Records drawn from a dataset:

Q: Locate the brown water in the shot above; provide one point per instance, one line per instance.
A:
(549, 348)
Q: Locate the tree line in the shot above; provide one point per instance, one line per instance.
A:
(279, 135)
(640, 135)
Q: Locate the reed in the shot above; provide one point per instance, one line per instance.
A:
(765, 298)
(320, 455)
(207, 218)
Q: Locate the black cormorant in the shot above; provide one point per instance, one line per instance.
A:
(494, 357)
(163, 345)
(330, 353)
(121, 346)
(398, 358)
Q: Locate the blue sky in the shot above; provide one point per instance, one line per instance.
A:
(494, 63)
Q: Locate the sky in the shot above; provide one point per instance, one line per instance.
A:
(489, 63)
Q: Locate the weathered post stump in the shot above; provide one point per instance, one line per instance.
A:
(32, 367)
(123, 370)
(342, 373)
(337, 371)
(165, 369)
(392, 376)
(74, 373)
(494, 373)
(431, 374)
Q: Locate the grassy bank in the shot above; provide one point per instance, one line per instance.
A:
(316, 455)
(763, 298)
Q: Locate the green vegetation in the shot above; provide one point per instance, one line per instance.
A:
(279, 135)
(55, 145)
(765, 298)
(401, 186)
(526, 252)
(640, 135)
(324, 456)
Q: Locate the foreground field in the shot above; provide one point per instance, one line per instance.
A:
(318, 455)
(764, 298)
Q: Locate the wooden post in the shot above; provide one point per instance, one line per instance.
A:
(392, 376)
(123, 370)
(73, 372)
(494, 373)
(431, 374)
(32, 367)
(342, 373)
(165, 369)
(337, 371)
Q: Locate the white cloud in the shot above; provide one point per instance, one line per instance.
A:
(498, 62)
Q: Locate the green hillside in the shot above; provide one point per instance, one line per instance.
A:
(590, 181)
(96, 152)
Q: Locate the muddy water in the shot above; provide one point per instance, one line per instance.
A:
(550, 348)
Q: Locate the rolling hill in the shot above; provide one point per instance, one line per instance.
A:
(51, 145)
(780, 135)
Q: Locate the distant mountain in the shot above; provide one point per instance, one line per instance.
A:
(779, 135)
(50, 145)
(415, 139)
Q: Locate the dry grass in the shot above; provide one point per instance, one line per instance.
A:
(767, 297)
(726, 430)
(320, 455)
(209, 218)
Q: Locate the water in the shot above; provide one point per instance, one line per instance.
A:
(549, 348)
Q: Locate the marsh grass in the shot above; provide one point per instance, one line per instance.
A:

§ TASK REQUIREMENTS:
Give the number of lines in the data that contain "water", with no other words.

§ SOLUTION TO THE PROBLEM:
3